++++ Exercise inputs

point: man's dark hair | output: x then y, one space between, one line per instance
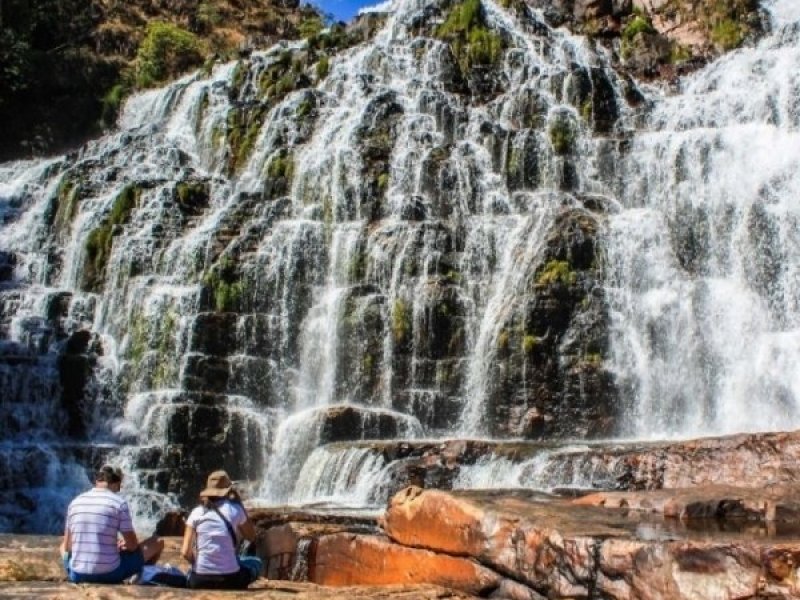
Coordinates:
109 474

++++++++
++++ Exercise inputs

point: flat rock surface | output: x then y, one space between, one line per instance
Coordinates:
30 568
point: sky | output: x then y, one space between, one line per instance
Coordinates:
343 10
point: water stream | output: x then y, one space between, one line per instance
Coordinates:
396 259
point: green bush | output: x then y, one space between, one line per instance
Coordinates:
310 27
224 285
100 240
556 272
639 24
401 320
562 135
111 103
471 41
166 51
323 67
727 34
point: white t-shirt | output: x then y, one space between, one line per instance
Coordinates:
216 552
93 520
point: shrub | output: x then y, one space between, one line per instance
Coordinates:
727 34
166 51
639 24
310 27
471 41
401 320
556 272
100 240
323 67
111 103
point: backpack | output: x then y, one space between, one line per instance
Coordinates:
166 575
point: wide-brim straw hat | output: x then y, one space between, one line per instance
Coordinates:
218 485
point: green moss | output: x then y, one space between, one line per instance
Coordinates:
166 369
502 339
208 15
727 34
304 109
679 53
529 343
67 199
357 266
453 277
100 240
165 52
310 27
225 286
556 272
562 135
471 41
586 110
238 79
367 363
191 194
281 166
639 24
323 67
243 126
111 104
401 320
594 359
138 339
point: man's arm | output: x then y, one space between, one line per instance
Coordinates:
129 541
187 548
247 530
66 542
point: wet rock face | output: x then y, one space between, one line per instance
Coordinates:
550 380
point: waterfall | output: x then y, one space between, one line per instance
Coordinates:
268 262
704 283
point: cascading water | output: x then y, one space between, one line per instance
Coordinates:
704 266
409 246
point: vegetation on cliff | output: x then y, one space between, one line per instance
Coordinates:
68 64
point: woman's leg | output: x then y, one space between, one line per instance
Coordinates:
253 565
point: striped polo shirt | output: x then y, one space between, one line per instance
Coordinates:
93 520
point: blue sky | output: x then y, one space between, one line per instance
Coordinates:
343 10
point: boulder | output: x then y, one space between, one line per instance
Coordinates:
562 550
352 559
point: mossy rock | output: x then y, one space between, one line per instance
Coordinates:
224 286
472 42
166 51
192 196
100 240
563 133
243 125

++++++++
++++ Exercise inputs

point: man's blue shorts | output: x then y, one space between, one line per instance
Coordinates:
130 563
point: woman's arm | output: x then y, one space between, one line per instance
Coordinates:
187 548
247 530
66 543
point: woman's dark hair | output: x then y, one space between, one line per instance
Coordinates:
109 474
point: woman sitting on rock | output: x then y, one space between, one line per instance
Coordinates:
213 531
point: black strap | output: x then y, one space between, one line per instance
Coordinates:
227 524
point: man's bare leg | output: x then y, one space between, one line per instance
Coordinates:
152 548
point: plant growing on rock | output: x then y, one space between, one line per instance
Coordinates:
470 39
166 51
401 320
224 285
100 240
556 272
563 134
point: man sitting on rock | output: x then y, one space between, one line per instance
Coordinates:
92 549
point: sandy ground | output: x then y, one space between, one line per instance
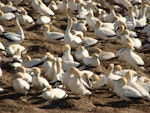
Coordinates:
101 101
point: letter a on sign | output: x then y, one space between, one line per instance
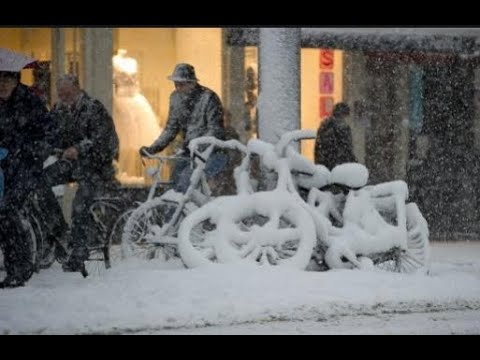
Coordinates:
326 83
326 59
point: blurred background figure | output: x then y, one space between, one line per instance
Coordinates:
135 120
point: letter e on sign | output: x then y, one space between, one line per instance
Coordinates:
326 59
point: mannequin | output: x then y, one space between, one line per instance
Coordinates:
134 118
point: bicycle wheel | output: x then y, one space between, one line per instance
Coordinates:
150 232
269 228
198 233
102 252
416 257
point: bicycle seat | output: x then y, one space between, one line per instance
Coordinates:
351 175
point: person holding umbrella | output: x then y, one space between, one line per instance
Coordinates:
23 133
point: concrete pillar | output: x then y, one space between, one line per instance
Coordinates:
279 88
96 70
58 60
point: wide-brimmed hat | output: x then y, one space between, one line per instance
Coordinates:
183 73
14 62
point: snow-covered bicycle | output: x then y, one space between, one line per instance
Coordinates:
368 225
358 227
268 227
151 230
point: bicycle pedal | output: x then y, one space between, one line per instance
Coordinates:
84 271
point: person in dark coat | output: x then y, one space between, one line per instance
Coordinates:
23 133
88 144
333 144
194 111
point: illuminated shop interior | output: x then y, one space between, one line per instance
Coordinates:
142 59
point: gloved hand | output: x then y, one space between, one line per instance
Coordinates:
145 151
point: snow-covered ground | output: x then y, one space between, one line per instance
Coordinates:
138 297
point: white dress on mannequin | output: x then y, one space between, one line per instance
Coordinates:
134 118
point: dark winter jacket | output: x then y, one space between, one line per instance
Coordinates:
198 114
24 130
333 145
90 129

++++++++

Report, from the entries above, each line where "covered" is found.

point: snow-covered bicycle | output: x then y, one space between, one line per instance
point: snow-covered ground | output: x then y, one space between, one line per instance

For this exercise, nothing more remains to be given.